Task to carry out: Transcribe the tail of the listing: start at the line containing "Where can the tan" and stop after the last line, keeping every character as is and adding nothing.

(Records from a point labeling set)
======

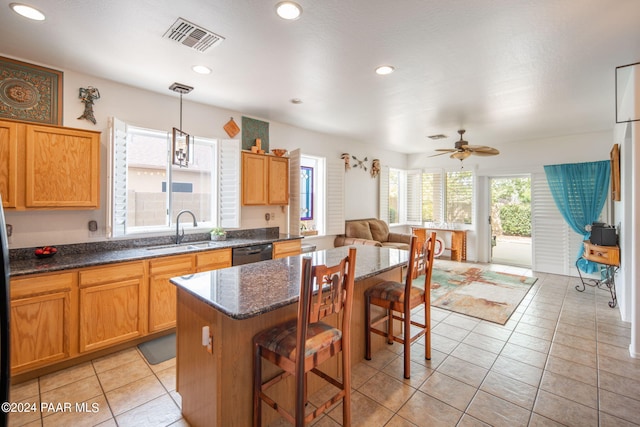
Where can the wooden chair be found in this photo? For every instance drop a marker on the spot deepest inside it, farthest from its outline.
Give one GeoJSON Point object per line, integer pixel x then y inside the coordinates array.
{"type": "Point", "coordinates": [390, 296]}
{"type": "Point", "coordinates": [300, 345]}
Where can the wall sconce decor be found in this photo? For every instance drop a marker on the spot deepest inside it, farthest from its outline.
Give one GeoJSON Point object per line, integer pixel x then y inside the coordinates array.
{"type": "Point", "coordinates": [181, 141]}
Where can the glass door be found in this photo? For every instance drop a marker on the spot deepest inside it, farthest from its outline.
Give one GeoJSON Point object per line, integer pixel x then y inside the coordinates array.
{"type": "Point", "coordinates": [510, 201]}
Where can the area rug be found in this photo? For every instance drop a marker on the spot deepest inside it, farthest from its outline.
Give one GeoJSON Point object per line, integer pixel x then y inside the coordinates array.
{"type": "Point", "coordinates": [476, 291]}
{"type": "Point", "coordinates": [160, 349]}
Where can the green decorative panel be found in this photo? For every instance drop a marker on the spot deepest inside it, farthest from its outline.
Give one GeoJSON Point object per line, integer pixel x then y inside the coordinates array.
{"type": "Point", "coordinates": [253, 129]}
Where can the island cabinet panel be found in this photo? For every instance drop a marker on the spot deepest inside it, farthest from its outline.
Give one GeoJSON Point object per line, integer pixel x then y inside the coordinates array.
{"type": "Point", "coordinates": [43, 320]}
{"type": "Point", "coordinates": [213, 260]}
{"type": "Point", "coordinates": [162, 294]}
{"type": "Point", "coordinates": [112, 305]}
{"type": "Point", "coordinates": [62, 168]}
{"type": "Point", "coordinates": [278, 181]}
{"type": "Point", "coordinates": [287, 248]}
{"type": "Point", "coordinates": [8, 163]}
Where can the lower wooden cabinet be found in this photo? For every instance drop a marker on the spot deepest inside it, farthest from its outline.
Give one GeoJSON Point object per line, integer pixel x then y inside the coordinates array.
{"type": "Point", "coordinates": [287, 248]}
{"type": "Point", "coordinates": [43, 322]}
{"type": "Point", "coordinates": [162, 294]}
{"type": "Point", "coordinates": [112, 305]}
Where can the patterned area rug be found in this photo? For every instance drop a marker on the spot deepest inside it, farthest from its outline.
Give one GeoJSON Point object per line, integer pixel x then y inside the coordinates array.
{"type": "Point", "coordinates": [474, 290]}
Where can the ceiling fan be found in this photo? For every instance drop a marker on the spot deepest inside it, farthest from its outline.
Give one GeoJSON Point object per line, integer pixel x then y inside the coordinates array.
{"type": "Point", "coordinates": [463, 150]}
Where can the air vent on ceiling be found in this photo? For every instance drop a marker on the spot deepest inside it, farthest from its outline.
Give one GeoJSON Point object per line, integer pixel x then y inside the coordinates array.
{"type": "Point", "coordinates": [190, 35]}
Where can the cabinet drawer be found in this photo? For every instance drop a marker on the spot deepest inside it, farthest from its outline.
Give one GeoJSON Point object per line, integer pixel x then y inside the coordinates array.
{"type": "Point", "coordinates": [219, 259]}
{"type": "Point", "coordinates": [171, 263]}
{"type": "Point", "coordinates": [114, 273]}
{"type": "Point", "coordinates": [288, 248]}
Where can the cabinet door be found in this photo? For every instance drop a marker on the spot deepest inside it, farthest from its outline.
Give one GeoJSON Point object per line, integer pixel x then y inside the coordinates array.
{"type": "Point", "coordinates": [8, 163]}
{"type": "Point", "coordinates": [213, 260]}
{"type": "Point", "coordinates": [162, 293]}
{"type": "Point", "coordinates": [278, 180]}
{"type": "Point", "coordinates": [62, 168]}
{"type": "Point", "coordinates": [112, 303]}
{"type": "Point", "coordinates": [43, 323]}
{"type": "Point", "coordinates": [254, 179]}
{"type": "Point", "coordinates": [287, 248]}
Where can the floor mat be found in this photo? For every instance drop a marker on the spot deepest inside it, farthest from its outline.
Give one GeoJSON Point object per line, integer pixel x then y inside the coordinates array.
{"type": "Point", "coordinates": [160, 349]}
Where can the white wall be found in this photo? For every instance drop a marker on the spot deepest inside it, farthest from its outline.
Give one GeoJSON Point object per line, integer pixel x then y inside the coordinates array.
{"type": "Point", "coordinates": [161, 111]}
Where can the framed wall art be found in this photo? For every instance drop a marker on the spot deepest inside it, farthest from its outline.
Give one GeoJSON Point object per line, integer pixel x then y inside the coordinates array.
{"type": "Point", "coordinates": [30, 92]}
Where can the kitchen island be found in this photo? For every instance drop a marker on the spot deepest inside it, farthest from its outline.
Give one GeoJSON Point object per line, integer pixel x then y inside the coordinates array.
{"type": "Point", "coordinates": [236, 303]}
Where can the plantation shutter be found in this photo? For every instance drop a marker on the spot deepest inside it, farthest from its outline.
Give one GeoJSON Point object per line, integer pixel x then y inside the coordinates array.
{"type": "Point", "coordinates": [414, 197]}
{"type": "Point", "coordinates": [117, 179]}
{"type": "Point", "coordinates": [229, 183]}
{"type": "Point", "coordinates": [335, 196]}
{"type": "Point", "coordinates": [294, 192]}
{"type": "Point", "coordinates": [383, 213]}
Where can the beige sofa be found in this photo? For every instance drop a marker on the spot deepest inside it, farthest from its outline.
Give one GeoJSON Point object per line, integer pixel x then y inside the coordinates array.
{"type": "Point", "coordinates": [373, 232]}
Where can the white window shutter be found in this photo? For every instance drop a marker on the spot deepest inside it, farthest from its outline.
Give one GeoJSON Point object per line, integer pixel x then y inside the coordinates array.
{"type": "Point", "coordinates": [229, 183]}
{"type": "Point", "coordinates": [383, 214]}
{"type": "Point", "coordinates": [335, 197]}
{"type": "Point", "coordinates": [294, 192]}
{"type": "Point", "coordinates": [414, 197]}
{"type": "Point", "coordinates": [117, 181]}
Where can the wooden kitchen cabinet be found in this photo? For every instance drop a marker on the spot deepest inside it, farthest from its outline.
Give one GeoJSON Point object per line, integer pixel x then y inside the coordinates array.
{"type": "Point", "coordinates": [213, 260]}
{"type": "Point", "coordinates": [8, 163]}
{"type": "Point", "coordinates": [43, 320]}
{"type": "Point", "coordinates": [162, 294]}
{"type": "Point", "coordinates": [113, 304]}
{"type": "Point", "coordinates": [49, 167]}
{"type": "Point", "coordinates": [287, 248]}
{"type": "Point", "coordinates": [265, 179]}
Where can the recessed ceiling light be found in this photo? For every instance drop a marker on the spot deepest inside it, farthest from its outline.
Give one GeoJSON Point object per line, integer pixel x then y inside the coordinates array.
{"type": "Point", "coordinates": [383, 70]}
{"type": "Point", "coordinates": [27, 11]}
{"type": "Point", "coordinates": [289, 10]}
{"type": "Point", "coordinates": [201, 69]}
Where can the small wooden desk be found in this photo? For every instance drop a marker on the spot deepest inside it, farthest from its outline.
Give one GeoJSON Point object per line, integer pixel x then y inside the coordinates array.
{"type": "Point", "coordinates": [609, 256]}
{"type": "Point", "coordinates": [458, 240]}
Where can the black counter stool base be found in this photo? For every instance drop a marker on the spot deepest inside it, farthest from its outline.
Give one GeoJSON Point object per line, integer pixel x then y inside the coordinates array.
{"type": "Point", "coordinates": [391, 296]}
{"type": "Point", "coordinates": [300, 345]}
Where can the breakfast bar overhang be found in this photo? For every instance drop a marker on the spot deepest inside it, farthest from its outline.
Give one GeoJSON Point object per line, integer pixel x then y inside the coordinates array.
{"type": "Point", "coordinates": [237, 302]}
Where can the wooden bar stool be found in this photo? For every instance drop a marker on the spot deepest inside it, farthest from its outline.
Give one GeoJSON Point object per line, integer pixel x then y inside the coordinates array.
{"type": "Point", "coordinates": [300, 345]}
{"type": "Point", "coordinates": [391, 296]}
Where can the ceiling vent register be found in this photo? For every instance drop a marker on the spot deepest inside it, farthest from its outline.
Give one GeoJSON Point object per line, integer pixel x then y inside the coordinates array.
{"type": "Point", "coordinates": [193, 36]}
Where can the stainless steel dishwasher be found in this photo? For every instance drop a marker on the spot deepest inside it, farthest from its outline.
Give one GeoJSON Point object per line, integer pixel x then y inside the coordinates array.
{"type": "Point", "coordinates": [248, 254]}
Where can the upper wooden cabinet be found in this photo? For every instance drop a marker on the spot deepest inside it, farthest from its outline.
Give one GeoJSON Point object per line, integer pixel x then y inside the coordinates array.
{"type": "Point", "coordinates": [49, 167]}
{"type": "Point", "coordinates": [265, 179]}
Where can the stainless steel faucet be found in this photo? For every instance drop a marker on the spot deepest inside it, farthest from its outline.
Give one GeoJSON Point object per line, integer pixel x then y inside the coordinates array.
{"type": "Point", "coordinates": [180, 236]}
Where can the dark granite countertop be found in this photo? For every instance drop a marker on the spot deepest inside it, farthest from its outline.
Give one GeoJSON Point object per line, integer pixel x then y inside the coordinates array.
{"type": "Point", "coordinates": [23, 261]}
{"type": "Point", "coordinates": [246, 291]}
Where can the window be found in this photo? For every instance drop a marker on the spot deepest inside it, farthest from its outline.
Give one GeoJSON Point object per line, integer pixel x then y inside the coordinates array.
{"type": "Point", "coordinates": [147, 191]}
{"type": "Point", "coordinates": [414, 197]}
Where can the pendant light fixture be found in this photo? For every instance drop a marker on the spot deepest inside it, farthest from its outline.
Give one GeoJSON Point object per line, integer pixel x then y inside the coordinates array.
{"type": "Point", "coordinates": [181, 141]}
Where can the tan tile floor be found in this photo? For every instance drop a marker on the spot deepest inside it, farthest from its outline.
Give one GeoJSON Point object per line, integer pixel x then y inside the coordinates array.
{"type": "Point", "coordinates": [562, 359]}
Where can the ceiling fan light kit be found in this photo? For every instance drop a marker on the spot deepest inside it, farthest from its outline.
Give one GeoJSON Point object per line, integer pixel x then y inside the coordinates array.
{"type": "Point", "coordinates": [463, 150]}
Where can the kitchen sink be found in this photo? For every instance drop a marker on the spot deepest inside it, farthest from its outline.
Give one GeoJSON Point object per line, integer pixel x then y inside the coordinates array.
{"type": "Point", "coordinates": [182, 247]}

======

Result of the exercise:
Where can the tan tile floor be found in this photo? For every instance drop a marker on the spot deepest inside it, farthest from its outline.
Give one GeoJSON Point object per line, integer pixel x then y inside the coordinates array.
{"type": "Point", "coordinates": [562, 359]}
Where can the ceiling fan light kit be found in this photo? For every instance drop a marker on the spot deepest inside it, farthest from its outline.
Give one GeoJSON Point object per line, integer pixel x then y inside the coordinates array.
{"type": "Point", "coordinates": [463, 150]}
Where can the kitchen sink be found in this photo? For every instance drop a marker on the spot deepest inside it, farthest from its outline.
Give one GeoJSON Point object per line, integer pixel x then y inside the coordinates array.
{"type": "Point", "coordinates": [182, 247]}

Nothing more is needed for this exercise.